== What is expected ==
Write out all of the data below again, swapping "positive clicks" for "foreground clicks" wherever it occurs and leaving everything else unchanged.

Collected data
BEGIN

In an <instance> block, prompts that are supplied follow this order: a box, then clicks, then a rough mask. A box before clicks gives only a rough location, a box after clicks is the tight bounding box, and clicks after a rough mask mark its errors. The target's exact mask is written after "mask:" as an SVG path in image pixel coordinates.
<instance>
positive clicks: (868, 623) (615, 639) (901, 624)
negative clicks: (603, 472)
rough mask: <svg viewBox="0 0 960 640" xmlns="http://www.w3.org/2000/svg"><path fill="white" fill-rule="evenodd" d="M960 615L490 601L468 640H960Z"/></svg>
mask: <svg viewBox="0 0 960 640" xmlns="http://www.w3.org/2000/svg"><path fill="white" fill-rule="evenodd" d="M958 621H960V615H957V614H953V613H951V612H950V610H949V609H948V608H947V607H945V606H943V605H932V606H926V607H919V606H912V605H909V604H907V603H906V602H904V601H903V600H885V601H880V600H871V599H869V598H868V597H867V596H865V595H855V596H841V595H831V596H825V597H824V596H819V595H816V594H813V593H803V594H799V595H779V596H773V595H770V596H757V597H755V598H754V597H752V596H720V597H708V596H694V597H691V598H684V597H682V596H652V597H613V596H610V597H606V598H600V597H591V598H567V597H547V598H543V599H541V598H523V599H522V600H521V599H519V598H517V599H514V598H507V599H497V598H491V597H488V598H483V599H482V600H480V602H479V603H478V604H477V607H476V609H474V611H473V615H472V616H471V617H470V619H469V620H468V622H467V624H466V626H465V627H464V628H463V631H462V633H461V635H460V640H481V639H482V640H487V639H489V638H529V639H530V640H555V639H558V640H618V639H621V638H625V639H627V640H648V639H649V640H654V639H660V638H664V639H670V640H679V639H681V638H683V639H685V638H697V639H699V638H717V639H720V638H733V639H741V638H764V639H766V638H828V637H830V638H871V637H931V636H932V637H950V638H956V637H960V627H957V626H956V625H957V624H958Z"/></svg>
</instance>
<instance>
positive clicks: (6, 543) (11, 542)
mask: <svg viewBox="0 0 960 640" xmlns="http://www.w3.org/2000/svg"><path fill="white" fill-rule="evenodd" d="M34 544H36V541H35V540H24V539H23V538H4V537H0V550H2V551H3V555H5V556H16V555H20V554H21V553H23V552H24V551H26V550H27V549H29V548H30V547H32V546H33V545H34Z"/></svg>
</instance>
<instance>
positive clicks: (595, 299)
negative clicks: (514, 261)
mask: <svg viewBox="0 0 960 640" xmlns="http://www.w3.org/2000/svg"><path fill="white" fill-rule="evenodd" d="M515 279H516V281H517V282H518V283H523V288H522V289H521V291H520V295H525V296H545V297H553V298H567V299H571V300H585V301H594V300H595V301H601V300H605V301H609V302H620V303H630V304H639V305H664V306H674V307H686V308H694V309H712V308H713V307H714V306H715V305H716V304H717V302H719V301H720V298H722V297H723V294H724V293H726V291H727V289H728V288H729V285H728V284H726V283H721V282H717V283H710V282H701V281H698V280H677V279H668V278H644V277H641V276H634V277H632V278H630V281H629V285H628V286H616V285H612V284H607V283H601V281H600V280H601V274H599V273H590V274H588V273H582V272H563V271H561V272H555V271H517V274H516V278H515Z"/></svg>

END

== Exercise answer ==
In an <instance> block, prompts that are supplied follow this order: a box, then clicks, then a rough mask. A box before clicks gives only a rough location, a box after clicks is the tight bounding box, and clicks after a rough mask mark its errors. The target's exact mask is written after "mask:" as an SVG path in image pixel coordinates.
<instance>
foreground clicks: (868, 623) (615, 639) (901, 624)
negative clicks: (603, 472)
rough mask: <svg viewBox="0 0 960 640" xmlns="http://www.w3.org/2000/svg"><path fill="white" fill-rule="evenodd" d="M960 615L490 601L468 640H960Z"/></svg>
mask: <svg viewBox="0 0 960 640" xmlns="http://www.w3.org/2000/svg"><path fill="white" fill-rule="evenodd" d="M958 621H960V615H957V614H953V613H951V612H950V610H949V609H948V608H947V607H945V606H943V605H932V606H926V607H919V606H912V605H909V604H907V603H906V602H904V601H903V600H885V601H880V600H871V599H869V598H868V597H867V596H865V595H855V596H841V595H831V596H825V597H824V596H819V595H816V594H813V593H803V594H799V595H779V596H773V595H770V596H757V597H755V598H754V597H752V596H720V597H708V596H694V597H691V598H684V597H682V596H652V597H613V596H610V597H606V598H600V597H591V598H567V597H547V598H543V599H541V598H523V599H522V600H521V599H519V598H517V599H514V598H507V599H497V598H491V597H488V598H483V599H482V600H480V602H479V603H478V604H477V607H476V609H474V611H473V615H472V616H471V617H470V619H469V620H468V622H467V624H466V626H465V627H464V628H463V631H462V633H461V635H460V640H481V639H482V640H487V639H489V638H529V639H530V640H555V639H558V640H618V639H621V638H625V639H627V640H648V639H649V640H654V639H660V638H664V639H670V640H679V639H681V638H683V639H685V638H697V639H699V638H717V639H720V638H733V639H741V638H764V639H766V638H828V637H830V638H871V637H931V636H932V637H950V638H956V637H960V627H957V626H956V625H957V624H958Z"/></svg>
</instance>
<instance>
foreground clicks: (6, 543) (11, 542)
mask: <svg viewBox="0 0 960 640" xmlns="http://www.w3.org/2000/svg"><path fill="white" fill-rule="evenodd" d="M34 544H36V541H35V540H24V539H23V538H4V537H0V550H2V551H3V555H5V556H16V555H20V554H21V553H23V552H24V551H26V550H27V549H29V548H30V547H32V546H33V545H34Z"/></svg>
</instance>
<instance>
foreground clicks: (595, 299)
negative clicks: (514, 261)
mask: <svg viewBox="0 0 960 640" xmlns="http://www.w3.org/2000/svg"><path fill="white" fill-rule="evenodd" d="M515 279H516V281H517V282H518V283H523V288H522V289H521V291H520V295H525V296H545V297H553V298H567V299H571V300H585V301H594V300H595V301H601V300H605V301H609V302H620V303H630V304H639V305H664V306H674V307H686V308H694V309H712V308H713V307H714V306H715V305H716V304H717V302H719V301H720V298H722V297H723V294H724V293H726V291H727V289H728V288H729V285H728V284H726V283H721V282H717V283H710V282H701V281H698V280H677V279H668V278H644V277H641V276H634V277H632V278H630V281H629V285H628V286H616V285H612V284H607V283H601V281H600V280H601V274H599V273H590V274H588V273H582V272H563V271H561V272H555V271H517V274H516V278H515Z"/></svg>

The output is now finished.